:: EXTRACTED ENTRIES ::
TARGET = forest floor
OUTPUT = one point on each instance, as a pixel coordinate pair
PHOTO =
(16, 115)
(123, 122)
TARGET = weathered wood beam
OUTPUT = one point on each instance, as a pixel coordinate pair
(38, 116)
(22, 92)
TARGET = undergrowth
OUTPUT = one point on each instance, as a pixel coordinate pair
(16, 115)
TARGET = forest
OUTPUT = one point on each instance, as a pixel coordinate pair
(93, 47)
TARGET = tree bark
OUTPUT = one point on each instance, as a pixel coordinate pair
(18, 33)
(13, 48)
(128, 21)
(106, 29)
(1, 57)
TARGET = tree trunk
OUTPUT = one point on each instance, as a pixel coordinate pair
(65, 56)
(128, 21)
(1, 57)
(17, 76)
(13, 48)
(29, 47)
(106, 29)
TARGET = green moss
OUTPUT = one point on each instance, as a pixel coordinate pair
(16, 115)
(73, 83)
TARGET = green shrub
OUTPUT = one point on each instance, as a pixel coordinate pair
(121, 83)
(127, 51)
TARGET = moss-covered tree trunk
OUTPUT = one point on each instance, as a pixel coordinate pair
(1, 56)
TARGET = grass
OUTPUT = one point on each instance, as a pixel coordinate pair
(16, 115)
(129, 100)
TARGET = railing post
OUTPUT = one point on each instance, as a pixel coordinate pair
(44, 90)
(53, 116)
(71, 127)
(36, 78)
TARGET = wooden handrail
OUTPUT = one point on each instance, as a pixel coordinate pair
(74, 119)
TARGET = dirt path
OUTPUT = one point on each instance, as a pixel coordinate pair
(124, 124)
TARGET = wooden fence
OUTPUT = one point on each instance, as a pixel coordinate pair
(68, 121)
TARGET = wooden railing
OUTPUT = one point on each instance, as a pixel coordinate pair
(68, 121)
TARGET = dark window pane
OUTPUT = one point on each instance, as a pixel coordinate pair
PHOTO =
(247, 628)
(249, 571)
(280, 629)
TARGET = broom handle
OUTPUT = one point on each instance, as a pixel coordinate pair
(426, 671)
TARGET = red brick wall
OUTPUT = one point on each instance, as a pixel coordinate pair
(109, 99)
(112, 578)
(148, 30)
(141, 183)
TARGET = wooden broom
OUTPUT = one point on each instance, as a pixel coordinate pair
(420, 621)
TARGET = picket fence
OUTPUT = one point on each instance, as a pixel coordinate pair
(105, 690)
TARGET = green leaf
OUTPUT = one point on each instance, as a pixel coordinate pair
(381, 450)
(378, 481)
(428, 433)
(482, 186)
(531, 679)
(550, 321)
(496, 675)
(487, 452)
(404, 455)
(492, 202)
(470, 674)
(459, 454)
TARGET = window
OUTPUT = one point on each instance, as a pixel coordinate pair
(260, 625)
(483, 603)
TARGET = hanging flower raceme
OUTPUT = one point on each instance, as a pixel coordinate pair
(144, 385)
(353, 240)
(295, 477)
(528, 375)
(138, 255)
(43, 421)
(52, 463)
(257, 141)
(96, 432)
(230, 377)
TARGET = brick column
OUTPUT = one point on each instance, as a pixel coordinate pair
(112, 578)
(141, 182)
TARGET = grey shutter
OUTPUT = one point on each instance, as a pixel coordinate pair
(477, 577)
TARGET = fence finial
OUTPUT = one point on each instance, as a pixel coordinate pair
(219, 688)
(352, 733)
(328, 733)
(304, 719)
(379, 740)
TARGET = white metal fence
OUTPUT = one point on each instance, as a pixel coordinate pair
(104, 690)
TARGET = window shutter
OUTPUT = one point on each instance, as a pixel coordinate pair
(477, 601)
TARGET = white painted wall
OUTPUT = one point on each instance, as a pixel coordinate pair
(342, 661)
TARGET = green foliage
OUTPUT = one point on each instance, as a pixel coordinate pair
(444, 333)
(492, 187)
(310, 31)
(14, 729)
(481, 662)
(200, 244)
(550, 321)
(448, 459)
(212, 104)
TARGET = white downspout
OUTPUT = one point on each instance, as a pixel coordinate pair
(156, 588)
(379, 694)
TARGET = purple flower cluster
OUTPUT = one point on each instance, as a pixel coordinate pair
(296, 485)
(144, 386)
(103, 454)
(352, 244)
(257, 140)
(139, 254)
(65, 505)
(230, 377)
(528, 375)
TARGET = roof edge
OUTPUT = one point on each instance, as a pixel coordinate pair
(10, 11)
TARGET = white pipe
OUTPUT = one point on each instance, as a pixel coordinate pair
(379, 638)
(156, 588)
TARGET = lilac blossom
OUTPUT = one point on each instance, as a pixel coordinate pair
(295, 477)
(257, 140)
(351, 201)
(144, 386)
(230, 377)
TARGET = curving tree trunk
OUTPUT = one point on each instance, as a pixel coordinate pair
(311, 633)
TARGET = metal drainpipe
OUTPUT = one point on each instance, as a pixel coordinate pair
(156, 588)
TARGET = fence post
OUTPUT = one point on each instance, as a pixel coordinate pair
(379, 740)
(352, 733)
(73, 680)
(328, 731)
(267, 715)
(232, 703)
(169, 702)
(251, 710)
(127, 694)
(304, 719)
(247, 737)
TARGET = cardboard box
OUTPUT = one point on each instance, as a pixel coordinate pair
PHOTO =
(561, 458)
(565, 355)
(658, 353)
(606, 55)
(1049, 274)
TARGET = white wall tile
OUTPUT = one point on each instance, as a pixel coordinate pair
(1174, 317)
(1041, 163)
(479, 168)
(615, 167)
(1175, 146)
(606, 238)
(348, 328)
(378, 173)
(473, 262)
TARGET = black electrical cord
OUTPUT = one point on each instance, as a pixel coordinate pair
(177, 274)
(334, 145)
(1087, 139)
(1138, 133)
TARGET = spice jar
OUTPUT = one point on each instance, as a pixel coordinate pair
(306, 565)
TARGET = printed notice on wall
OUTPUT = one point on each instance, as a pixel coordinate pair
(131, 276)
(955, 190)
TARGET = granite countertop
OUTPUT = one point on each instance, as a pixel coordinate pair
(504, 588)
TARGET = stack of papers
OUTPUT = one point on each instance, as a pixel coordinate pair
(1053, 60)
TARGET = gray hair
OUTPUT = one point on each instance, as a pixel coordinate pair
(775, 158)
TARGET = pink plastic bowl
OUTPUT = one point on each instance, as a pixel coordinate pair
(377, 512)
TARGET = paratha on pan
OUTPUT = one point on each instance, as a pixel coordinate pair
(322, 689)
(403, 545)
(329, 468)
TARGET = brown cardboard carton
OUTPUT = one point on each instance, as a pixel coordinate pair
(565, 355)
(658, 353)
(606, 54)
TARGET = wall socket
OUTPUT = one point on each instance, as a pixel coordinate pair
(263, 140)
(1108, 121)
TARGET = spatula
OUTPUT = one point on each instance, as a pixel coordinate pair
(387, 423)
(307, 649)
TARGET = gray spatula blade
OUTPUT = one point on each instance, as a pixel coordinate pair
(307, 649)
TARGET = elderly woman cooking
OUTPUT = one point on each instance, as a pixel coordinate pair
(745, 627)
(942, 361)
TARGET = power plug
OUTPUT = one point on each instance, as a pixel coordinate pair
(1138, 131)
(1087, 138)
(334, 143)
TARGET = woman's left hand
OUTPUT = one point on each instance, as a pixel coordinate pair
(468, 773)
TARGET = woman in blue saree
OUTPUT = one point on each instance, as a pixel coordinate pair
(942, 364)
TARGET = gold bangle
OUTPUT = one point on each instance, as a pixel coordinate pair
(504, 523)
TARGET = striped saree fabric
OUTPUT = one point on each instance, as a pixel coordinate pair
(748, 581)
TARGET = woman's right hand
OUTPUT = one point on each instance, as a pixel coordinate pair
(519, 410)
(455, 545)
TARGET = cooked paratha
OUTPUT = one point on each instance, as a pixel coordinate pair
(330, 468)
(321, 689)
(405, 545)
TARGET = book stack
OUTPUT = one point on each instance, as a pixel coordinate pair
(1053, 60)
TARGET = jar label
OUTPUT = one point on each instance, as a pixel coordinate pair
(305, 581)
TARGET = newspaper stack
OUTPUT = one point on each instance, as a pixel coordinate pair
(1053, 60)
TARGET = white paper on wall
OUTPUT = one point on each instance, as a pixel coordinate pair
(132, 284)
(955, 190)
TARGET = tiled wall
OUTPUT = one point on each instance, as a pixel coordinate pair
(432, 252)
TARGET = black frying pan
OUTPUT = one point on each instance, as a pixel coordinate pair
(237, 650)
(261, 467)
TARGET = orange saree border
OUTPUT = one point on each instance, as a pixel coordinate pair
:::
_WHAT YOU WILL DO_
Copy the entries above exactly, from the line containing "TARGET = woman's left hand" through the end of the entries, including both ends.

_SOLUTION TO THIS PROBLEM_
TARGET = woman's left hand
OUTPUT = one point on each instance, as a pixel coordinate pair
(468, 773)
TARGET = woman in blue saree
OUTPUT = one point on each instance, as a pixel coordinate pair
(942, 364)
TARGET = gold bangle
OUTPUT = one point on each instance, as a pixel coordinate pair
(504, 523)
TARGET = striped saree fabric
OUTPUT = one point on each instance, as a pixel coordinate pair
(748, 581)
TARGET = woman's right hand
OUTPUT = one point on each instance, as a pixel coordinate pair
(519, 410)
(455, 545)
TARGET = cooked paratha
OUTPUT = one point on each instance, as a pixel coordinate pair
(330, 468)
(321, 689)
(405, 545)
TARGET = book stack
OUTPUT = one point on each instance, as a pixel coordinate pair
(1053, 60)
TARGET = jar label
OUTPUT = one point on each instance, as a pixel coordinate pair
(305, 581)
TARGET = newspaper stack
OUTPUT = one point on each instance, as a pixel coordinate pair
(1053, 60)
TARGET = white paper on wall
OUTPUT = one point on each instance, as a pixel coordinate pair
(132, 284)
(955, 190)
TARGET = tiled wall
OUTPUT = one point on each instance, as a pixel coordinate pair
(432, 252)
TARGET = black frying pan
OUTPUT = one point on each instance, as a pixel coordinate pair
(237, 650)
(261, 467)
TARGET = orange saree border
OUTPUT = one point on each instance, as a pixel coordinate pair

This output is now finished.